» **Text section**
The second edition of the Central African Republic (CAR) Economic Update, which was published today by the World Bank, examines evolving economic trends in the country and proposes options to boost domestic revenue by improving tax and customs policy and administration.
Titled “Strengthening Domestic Revenue Mobilization
to Sustain Growth in a Fragile State,” the report notes that the
improved security situation is leading to brighter economic prospects, with the
real GDP growth rate estimated at 4.8% for 2019. The authors indicate that
although the country’s growth rate has outpaced that of countries in the Central
African Economic and Monetary Community (CEMAC) and Sub-Saharan Africa, it
continues to lag behind peer countries such as Burkina Faso, Malawi, Mali,
Niger, and Uganda.
“CAR has not experienced sustained growth since gaining independence in 1960. With the signing of the Political Agreement for Peace and Reconciliation in February 2019, the economic outlook is, however, positive,” states Wilfried A. Kouamé, World Bank economist and lead author of the report. “The successful implementation of the peace agreement is critical for jumpstarting growth. By implementing this agreement in the run-up to the elections, we are expecting growth of around 5% in the medium term.”

» **Things to do**
(1) Retype the passage of the World Bank release on the Central African Republic that begins at the words "The second edition" and stops after "Niger, and Uganda.".
(2) In one to three sentences, explain why the World Bank release on the Central African Republic calls the country's economic outlook positive even though it has not seen sustained growth since 1960.
(3) Proceed with the World Bank release on the Central African Republic's economic update, picking up after its last sentence.

Items listed in a dataset
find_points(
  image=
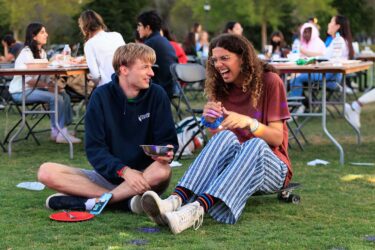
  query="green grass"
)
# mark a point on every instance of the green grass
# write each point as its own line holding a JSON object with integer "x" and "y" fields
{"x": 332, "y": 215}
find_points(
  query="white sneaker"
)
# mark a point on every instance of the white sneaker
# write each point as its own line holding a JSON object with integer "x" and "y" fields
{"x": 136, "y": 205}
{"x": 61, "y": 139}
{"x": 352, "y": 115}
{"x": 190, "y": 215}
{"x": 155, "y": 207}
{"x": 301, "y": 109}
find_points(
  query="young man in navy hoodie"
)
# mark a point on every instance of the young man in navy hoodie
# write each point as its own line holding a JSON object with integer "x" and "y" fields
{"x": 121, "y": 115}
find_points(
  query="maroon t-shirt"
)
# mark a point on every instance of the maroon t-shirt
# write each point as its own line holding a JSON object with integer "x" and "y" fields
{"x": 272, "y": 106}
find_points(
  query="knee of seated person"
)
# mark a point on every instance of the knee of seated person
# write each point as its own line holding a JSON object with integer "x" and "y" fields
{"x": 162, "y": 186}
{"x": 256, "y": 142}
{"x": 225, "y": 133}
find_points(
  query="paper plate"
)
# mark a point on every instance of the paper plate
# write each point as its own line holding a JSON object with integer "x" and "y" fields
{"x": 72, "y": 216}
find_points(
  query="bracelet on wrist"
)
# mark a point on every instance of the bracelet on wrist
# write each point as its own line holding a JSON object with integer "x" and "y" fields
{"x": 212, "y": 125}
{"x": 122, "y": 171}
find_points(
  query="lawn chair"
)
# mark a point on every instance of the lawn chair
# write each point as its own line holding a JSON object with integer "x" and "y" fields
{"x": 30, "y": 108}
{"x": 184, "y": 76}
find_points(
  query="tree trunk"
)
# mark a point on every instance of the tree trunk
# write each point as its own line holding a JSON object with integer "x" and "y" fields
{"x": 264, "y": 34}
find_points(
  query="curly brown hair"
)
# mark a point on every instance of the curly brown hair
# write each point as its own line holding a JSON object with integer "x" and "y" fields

» **Answers per task**
(1)
The second edition of the Central African Republic (CAR) Economic Update, which was published today by the World Bank, examines evolving economic trends in the country and proposes options to boost domestic revenue by improving tax and customs policy and administration.
Titled “Strengthening Domestic Revenue Mobilization
to Sustain Growth in a Fragile State,” the report notes that the
improved security situation is leading to brighter economic prospects, with the
real GDP growth rate estimated at 4.8% for 2019. The authors indicate that
although the country’s growth rate has outpaced that of countries in the Central
African Economic and Monetary Community (CEMAC) and Sub-Saharan Africa, it
continues to lag behind peer countries such as Burkina Faso, Malawi, Mali,
Niger, and Uganda.

(2) The outlook is called positive because the Political Agreement for Peace and Reconciliation was signed in February 2019. Wilfried A. Kouamé says that successfully implementing this agreement is critical for jumpstarting growth. If it is implemented in the run-up to the elections, growth of around 5% is expected in the medium term.

(3)
The report also reveals that
while CAR is still at high risk for debt distress, its efforts to streamline
public expenditure and clear domestic arrears are driving down the public debt
level to below CEMAC and Sub-Saharan Africa averages and bringing it closer to
the debt levels of its peers.
Han Fraeters, World Bank Country Manager for the Central African Republic, explains that “this report aims to help the government and its development partners identify opportunities and address challenges in order to move forward on combating extreme poverty. Domestic resources will therefore have to be mobilized to boost public revenue and enhance delivery of basic public services, which are pivotal to guiding the country into a virtuous cycle of peace and security. The upcoming elections will require sound fiscal discipline and provide a unique opportunity to place the country on a path of sustained growth.”
The report presents a number of options to address the growing needs of Central Africans:
Strengthen the social contract: The social contract between the State and its citizens, which is vital to mobilizing tax revenue, was undermined by the recent crisis. To strengthen the social contract, the State must undertake to improve the efficiency and quality of goods and social services, while restoring the trust of taxpayers to encourage them to move out of the informal sector and pay their taxes.
Broaden the tax base: CAR’s tax revenue currently accounts for approximately 8% of GDP, which is below its potential and among the lowest in Sub-Saharan Africa. CAR could consider increasing the tax rates on alcohol and tobacco products in the short term, and reducing the number of tax brackets that hinder business creation and development in the long term.
Improve property tax collection: Legislation on property taxation has not been updated to reflect recent economic developments. Current revenue collection is inefficient and is based on a declarative system that narrows the tax base. New legislation could generate close to CFAF 12 billion (roughly $22 million).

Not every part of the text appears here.